# Start of Material provided

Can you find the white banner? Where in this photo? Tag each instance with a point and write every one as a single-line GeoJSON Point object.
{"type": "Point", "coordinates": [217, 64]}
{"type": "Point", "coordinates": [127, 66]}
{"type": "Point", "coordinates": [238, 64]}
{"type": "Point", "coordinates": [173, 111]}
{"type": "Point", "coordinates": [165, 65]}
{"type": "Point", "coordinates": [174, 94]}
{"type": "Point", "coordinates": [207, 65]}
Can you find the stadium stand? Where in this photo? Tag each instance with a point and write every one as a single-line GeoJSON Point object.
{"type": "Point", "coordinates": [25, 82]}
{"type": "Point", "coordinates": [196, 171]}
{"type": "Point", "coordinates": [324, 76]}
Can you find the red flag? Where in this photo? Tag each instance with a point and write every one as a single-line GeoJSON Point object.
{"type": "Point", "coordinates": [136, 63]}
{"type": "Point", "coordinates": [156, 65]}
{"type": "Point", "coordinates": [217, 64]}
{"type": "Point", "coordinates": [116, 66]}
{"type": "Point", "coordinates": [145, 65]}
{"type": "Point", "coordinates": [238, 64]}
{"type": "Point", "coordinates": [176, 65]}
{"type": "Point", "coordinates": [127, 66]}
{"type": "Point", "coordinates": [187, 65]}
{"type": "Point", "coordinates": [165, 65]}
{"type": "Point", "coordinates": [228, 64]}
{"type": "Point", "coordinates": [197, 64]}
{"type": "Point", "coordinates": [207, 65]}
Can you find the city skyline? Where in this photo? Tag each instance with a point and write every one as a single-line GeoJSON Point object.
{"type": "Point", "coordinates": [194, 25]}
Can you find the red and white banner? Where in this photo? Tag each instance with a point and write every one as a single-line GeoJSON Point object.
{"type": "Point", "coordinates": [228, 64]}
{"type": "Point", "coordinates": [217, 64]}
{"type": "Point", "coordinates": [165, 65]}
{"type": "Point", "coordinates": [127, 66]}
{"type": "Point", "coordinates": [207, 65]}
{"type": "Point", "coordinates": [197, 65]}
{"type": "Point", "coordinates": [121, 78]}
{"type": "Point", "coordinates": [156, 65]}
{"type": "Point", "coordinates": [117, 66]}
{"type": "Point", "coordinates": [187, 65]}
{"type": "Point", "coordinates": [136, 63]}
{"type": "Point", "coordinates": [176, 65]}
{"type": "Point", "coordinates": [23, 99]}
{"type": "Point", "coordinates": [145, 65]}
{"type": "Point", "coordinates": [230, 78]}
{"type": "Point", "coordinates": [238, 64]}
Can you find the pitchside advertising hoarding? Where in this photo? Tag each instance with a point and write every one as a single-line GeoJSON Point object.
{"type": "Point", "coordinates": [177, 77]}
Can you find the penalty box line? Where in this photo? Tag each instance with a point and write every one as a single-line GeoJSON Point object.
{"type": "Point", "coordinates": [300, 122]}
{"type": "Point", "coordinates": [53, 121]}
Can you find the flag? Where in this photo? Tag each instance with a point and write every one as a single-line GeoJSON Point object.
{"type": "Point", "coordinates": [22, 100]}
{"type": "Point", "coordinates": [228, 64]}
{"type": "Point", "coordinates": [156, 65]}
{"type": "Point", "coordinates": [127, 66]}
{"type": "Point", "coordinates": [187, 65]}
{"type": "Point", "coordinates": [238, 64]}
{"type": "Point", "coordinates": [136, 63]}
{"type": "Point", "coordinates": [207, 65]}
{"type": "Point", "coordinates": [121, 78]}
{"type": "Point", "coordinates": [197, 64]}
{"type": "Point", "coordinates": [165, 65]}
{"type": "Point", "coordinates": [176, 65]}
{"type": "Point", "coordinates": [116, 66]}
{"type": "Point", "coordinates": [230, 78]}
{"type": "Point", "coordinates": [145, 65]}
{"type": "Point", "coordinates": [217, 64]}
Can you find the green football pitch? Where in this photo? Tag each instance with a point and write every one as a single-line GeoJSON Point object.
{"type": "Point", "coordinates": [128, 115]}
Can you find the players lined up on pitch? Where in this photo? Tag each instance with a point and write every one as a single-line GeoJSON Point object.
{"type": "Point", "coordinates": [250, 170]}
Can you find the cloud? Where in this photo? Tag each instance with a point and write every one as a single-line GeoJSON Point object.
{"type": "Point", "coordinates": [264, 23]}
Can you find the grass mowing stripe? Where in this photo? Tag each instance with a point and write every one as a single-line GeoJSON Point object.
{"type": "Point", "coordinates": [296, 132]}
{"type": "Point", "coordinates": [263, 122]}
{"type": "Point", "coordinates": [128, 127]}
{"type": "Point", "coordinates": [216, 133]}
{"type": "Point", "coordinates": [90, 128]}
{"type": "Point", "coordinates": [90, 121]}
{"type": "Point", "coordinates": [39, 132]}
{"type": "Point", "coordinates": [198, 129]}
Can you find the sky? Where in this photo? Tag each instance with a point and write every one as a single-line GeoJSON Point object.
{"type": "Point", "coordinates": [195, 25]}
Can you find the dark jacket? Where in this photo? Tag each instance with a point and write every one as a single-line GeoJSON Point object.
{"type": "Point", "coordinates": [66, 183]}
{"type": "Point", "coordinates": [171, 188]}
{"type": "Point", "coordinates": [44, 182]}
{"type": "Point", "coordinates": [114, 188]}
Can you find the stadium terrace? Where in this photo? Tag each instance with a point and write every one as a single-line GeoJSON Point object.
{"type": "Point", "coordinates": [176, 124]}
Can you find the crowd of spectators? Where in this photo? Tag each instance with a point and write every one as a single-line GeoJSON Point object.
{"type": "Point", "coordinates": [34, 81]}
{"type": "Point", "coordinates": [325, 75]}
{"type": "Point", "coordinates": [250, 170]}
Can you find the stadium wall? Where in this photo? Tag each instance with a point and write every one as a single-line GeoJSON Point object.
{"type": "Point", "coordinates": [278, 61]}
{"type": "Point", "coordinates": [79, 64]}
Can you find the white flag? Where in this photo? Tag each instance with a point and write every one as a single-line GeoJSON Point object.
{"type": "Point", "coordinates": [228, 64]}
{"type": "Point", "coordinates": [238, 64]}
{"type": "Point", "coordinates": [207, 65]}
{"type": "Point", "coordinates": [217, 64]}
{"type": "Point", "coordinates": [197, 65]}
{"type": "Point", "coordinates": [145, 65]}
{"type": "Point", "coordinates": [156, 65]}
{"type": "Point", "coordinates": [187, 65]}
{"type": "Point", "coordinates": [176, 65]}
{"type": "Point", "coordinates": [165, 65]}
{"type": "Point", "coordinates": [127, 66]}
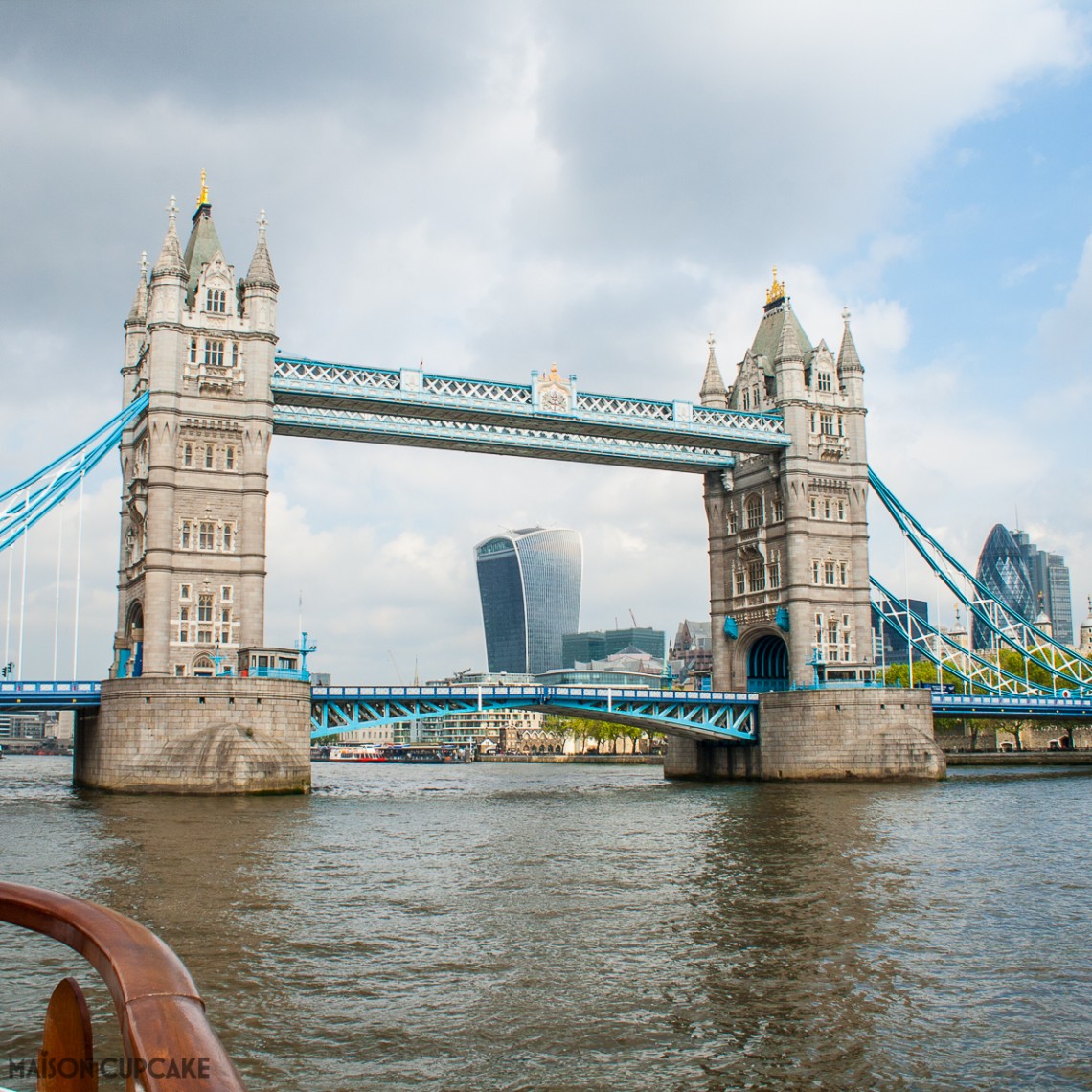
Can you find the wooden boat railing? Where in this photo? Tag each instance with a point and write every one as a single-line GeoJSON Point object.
{"type": "Point", "coordinates": [169, 1042]}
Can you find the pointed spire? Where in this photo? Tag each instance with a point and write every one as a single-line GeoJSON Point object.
{"type": "Point", "coordinates": [262, 265]}
{"type": "Point", "coordinates": [788, 346]}
{"type": "Point", "coordinates": [139, 311]}
{"type": "Point", "coordinates": [848, 359]}
{"type": "Point", "coordinates": [171, 262]}
{"type": "Point", "coordinates": [713, 392]}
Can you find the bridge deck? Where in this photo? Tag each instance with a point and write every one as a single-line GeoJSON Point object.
{"type": "Point", "coordinates": [312, 398]}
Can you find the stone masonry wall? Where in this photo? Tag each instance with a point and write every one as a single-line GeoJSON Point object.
{"type": "Point", "coordinates": [201, 736]}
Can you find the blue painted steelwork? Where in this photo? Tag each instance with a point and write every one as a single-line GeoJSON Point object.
{"type": "Point", "coordinates": [22, 506]}
{"type": "Point", "coordinates": [1012, 707]}
{"type": "Point", "coordinates": [730, 717]}
{"type": "Point", "coordinates": [312, 398]}
{"type": "Point", "coordinates": [969, 668]}
{"type": "Point", "coordinates": [34, 696]}
{"type": "Point", "coordinates": [1066, 668]}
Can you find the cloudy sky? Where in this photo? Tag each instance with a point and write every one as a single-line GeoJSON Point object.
{"type": "Point", "coordinates": [489, 187]}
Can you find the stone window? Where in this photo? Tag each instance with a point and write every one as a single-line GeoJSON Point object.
{"type": "Point", "coordinates": [215, 353]}
{"type": "Point", "coordinates": [756, 576]}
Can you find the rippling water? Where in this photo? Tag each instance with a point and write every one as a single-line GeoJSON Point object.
{"type": "Point", "coordinates": [506, 926]}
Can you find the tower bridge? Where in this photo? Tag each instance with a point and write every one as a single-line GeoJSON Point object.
{"type": "Point", "coordinates": [189, 704]}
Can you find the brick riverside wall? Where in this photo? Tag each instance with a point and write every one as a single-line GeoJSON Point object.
{"type": "Point", "coordinates": [197, 736]}
{"type": "Point", "coordinates": [881, 734]}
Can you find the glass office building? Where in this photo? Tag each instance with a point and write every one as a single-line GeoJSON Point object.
{"type": "Point", "coordinates": [1003, 570]}
{"type": "Point", "coordinates": [530, 585]}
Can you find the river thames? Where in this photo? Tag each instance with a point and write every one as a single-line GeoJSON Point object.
{"type": "Point", "coordinates": [508, 926]}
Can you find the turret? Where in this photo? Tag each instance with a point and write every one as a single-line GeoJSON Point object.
{"type": "Point", "coordinates": [169, 276]}
{"type": "Point", "coordinates": [713, 392]}
{"type": "Point", "coordinates": [1085, 634]}
{"type": "Point", "coordinates": [259, 287]}
{"type": "Point", "coordinates": [788, 359]}
{"type": "Point", "coordinates": [850, 372]}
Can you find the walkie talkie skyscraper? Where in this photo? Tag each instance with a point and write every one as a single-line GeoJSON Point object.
{"type": "Point", "coordinates": [530, 585]}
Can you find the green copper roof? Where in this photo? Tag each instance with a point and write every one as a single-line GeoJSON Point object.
{"type": "Point", "coordinates": [767, 336]}
{"type": "Point", "coordinates": [202, 247]}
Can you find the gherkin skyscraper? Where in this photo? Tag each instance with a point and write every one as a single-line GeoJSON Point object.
{"type": "Point", "coordinates": [1003, 570]}
{"type": "Point", "coordinates": [530, 585]}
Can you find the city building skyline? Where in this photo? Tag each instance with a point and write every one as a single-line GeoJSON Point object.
{"type": "Point", "coordinates": [530, 583]}
{"type": "Point", "coordinates": [600, 644]}
{"type": "Point", "coordinates": [1028, 580]}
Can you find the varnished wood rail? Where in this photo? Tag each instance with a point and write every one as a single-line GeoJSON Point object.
{"type": "Point", "coordinates": [169, 1042]}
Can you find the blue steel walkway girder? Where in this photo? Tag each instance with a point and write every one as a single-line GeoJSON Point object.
{"type": "Point", "coordinates": [701, 715]}
{"type": "Point", "coordinates": [312, 398]}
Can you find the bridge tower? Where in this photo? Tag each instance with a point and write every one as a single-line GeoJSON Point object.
{"type": "Point", "coordinates": [788, 532]}
{"type": "Point", "coordinates": [193, 568]}
{"type": "Point", "coordinates": [176, 713]}
{"type": "Point", "coordinates": [788, 577]}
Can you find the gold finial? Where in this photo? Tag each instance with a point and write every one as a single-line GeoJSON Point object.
{"type": "Point", "coordinates": [777, 290]}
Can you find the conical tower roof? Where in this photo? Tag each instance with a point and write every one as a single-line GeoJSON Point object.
{"type": "Point", "coordinates": [770, 336]}
{"type": "Point", "coordinates": [139, 311]}
{"type": "Point", "coordinates": [262, 264]}
{"type": "Point", "coordinates": [203, 243]}
{"type": "Point", "coordinates": [713, 392]}
{"type": "Point", "coordinates": [170, 262]}
{"type": "Point", "coordinates": [848, 359]}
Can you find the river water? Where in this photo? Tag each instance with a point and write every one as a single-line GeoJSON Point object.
{"type": "Point", "coordinates": [521, 926]}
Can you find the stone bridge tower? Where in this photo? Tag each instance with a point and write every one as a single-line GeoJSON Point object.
{"type": "Point", "coordinates": [788, 533]}
{"type": "Point", "coordinates": [193, 567]}
{"type": "Point", "coordinates": [177, 716]}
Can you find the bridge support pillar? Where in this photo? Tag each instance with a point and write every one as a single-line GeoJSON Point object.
{"type": "Point", "coordinates": [879, 734]}
{"type": "Point", "coordinates": [200, 736]}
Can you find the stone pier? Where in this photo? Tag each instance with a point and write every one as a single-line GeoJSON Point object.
{"type": "Point", "coordinates": [202, 736]}
{"type": "Point", "coordinates": [879, 734]}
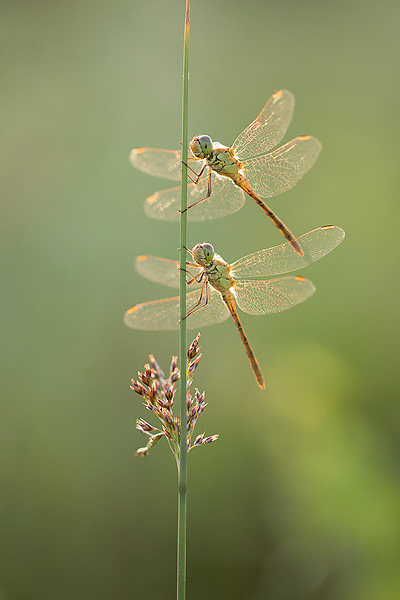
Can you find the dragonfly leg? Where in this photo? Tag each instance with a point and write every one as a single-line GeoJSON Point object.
{"type": "Point", "coordinates": [198, 175]}
{"type": "Point", "coordinates": [208, 192]}
{"type": "Point", "coordinates": [194, 278]}
{"type": "Point", "coordinates": [199, 304]}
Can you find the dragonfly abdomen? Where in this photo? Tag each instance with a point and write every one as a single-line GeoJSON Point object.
{"type": "Point", "coordinates": [242, 182]}
{"type": "Point", "coordinates": [231, 304]}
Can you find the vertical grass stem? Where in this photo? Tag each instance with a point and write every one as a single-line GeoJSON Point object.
{"type": "Point", "coordinates": [182, 467]}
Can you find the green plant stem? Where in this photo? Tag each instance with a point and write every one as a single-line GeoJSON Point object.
{"type": "Point", "coordinates": [182, 466]}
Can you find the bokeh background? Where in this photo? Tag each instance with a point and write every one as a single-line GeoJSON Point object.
{"type": "Point", "coordinates": [299, 498]}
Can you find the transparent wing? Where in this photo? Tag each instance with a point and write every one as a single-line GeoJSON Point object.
{"type": "Point", "coordinates": [162, 163]}
{"type": "Point", "coordinates": [271, 295]}
{"type": "Point", "coordinates": [278, 171]}
{"type": "Point", "coordinates": [164, 314]}
{"type": "Point", "coordinates": [267, 130]}
{"type": "Point", "coordinates": [226, 198]}
{"type": "Point", "coordinates": [163, 270]}
{"type": "Point", "coordinates": [281, 259]}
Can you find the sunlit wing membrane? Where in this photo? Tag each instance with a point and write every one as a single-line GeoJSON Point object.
{"type": "Point", "coordinates": [278, 171]}
{"type": "Point", "coordinates": [226, 198]}
{"type": "Point", "coordinates": [162, 163]}
{"type": "Point", "coordinates": [281, 259]}
{"type": "Point", "coordinates": [268, 129]}
{"type": "Point", "coordinates": [164, 271]}
{"type": "Point", "coordinates": [272, 295]}
{"type": "Point", "coordinates": [164, 314]}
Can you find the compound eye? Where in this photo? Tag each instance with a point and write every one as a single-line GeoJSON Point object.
{"type": "Point", "coordinates": [208, 250]}
{"type": "Point", "coordinates": [206, 144]}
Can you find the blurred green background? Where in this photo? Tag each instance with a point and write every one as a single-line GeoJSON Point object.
{"type": "Point", "coordinates": [299, 498]}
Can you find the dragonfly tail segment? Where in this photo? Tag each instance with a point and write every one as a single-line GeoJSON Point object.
{"type": "Point", "coordinates": [230, 303]}
{"type": "Point", "coordinates": [285, 231]}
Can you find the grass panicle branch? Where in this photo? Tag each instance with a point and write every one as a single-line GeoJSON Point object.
{"type": "Point", "coordinates": [158, 394]}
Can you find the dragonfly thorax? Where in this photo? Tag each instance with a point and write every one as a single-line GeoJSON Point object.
{"type": "Point", "coordinates": [223, 160]}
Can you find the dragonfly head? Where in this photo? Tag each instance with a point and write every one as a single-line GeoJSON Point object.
{"type": "Point", "coordinates": [201, 146]}
{"type": "Point", "coordinates": [203, 253]}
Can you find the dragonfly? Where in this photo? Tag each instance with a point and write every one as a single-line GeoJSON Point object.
{"type": "Point", "coordinates": [247, 167]}
{"type": "Point", "coordinates": [225, 286]}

# End of Material provided

**What to do**.
Repeat only the lines running from the line that contains "Can you find the blurred" through the last line above, inclusive.

**Exercise answer**.
Can you find the blurred green background? Where in this photo? Tag each instance with a point and write every one as a single-line GeoJSON Point object.
{"type": "Point", "coordinates": [299, 498]}
Can you find the dragonfly tail segment? Where in this photo? Tag each instance with a point and write every one as a single-line GeoJSON Point object.
{"type": "Point", "coordinates": [230, 303]}
{"type": "Point", "coordinates": [285, 231]}
Can you find the grass panicle branch? Where in this photo? Tag each instance with a point and write every one as a single-line GeoJSON Point object.
{"type": "Point", "coordinates": [158, 394]}
Can you find the dragonfly thorax? Where in this photo? Tag each instance with a point and write every one as a single-line GeoJSON Point object.
{"type": "Point", "coordinates": [223, 160]}
Can you find the dragonfly head? Where in this photo? Tag each instance with a point and write every one as a single-line GeoJSON Point object.
{"type": "Point", "coordinates": [201, 146]}
{"type": "Point", "coordinates": [203, 253]}
Can you find the dragonfly? Where in this photo? Tag each instance with a point and write every one as a single-line GeoJSON Point object.
{"type": "Point", "coordinates": [247, 167]}
{"type": "Point", "coordinates": [225, 286]}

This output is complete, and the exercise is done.